UNITED STATES of America, Plaintiff-Appellee, v. Thomas Richard WILLIS, Defendant-Appellant.

No. 95-6695.

Decided: February 28, 1997

Before TJOFLAT and DUBINA, Circuit Judges, and STAGG *, Senior District Judge. Peter J. Madden,Madden & Soto, Mobile, AL, for Defendant-Appellant. Maria Murphy, Greg Bordenkircher, Asst. U.S. Attys., Mobile, AL, for Plaintiff-Appellee.

In this action we address the issue of whether a defendant who pleaded nolo contendere in a Florida state court to charges of carrying a concealed firearm and grand theft of a firearm, but whose adjudication of guilt was withheld, is “convicted” of a felony within the meaning of a federal firearm statute.1  We disagree with the district court's holding that such a plea constitutes a “conviction” within the meaning of the statute and, therefore, reverse.

I. FACTS AND PROCEDURAL HISTORY

This case presents a question of law which is subject to de novo review in this court.  United States v. Terry, 60 F.3d 1541, 1543 (11th Cir.1995).   In March 1995, Thomas Richard Willis (“Willis”) was indicted in the United States District Court for the Southern District of Alabama, Southern Division, for bank robbery 2 (“count one”) and possession of a firearm by a convicted felon (“count two”).   As his alleged predicate offense, Willis pleaded nolo contendere on April 3, 1989, to felony charges brought against him by the State of Florida in the Circuit Court of Escambia County, Florida, for carrying a concealed firearm and grand theft of a firearm.   Following Willis's plea, the state court withheld adjudication of guilt and ordered the defendant to complete one year of probation, pay court costs, and perform 50 hours of community service.

On April 5, 1995, Willis pleaded not guilty to counts one and two of the instant indictment.   Subsequently, on April 11, 1995, Willis filed a motion to dismiss count two of the indictment on the grounds that having entered a nolo contendere plea as to the alleged, predicate offenses, he had not been “convicted” of a prior felony as required by 18 U.S.C. § 922(g)(1).   This motion was denied by the district court in an order dated April 19, 1995.   On Willis's motion for reconsideration, the court again denied his motion to dismiss count two in an order dated May 11, 1995.   Thereafter, Willis entered a plea of guilty as to count one and a conditional plea of guilty as to count two pursuant to Rule 11(a)(2) of the Federal Rules of Criminal Procedure.3  On August 10, 1995, Willis was sentenced to 33 months imprisonment on each count to run concurrently, placed on supervised release for a term of three years on each count to run concurrently, and ordered to pay a special assessment of $50.00 for each count and restitution in the amount of $4,360.00 to the bank.   A notice of appeal was timely filed.   At issue is the validity of the district court's denial of Willis's motion to dismiss count two of the indictment.

Provided material:
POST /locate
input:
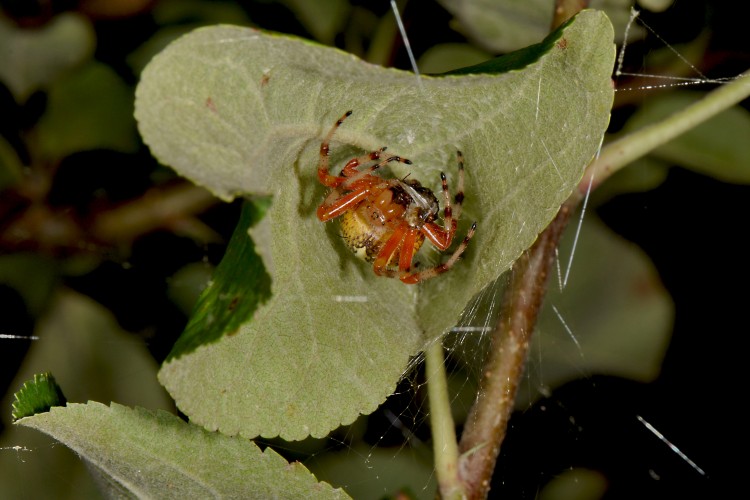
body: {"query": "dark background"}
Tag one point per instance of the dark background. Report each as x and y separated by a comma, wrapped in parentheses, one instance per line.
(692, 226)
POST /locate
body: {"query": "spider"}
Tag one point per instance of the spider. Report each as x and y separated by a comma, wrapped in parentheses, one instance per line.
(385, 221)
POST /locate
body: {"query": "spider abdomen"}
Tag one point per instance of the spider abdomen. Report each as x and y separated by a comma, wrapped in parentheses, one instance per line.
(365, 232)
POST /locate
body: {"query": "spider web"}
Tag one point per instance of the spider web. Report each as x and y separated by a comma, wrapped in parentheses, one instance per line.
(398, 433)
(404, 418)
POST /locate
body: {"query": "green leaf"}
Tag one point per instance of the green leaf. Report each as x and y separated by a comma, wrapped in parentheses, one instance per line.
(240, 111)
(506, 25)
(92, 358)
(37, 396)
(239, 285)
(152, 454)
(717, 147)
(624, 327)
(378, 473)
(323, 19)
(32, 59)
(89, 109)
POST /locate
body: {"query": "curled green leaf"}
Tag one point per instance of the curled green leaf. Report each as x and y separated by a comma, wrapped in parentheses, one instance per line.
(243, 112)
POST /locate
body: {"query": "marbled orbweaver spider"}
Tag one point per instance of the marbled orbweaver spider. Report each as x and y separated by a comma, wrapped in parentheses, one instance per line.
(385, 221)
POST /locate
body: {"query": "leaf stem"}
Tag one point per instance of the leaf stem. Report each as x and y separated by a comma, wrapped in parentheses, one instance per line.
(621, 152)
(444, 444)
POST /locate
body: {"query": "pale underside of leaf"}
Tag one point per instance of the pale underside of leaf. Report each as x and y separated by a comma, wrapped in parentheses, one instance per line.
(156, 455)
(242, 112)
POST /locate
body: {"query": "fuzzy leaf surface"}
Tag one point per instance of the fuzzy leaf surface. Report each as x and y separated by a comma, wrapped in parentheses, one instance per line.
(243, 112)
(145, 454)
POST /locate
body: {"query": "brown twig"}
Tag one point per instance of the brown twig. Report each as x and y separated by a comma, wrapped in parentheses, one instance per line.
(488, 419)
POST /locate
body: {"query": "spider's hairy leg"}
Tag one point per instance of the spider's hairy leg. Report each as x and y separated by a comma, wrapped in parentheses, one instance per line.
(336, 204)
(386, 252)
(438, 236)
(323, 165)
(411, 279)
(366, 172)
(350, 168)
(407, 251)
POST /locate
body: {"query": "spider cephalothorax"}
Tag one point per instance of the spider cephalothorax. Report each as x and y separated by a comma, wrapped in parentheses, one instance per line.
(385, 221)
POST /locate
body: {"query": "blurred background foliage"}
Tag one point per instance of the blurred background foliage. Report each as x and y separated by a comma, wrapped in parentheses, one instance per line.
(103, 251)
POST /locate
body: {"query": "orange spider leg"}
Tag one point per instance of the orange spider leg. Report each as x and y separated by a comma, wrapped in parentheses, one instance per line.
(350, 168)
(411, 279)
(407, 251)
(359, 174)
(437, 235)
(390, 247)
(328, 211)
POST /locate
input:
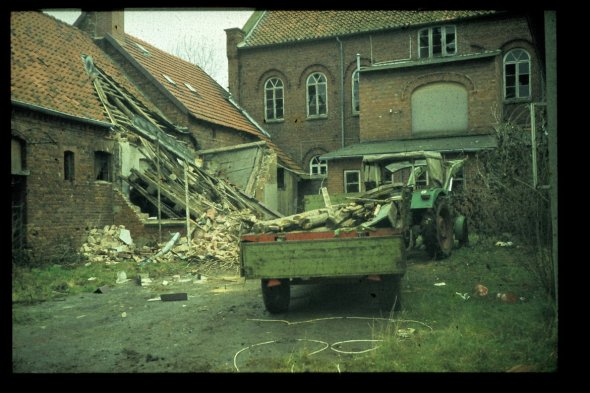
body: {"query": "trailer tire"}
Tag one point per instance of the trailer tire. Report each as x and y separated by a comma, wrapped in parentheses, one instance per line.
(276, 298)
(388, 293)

Actions to take:
(a) In the court opinion, what does the stretch from "Decided: February 28, 1997" through "AL, for Plaintiff-Appellee." read like when you substitute "Appellate Judges" for "Circuit Judges"?
(b) Can you condense the paragraph of the court opinion that begins "On April 5, 1995, Willis pleaded not guilty" into a bulleted list of its main facts?

Answers to the exercises:
(a)
Decided: February 28, 1997

Before TJOFLAT and DUBINA, Appellate Judges, and STAGG *, Senior District Judge. Peter J. Madden,Madden & Soto, Mobile, AL, for Defendant-Appellant. Maria Murphy, Greg Bordenkircher, Asst. U.S. Attys., Mobile, AL, for Plaintiff-Appellee.

(b)
- April 5, 1995: Willis pleaded not guilty to counts one and two.
- April 11, 1995: He moved to dismiss count two. He argued that his nolo contendere plea to the predicate offenses meant he had not been "convicted" of a prior felony under 18 U.S.C. § 922(g)(1).
- April 19, 1995: The district court denied the motion.
- May 11, 1995: On reconsideration, the court denied it again.
- Willis then pleaded guilty to count one and entered a conditional guilty plea to count two under Rule 11(a)(2).
- August 10, 1995: He was sentenced to:
  - 33 months' imprisonment on each count, concurrent
  - three years' supervised release on each count, concurrent
  - a $50.00 special assessment per count
  - $4,360.00 in restitution to the bank
- A timely notice of appeal was filed.
- The issue on appeal is the validity of the denial of his motion to dismiss count two.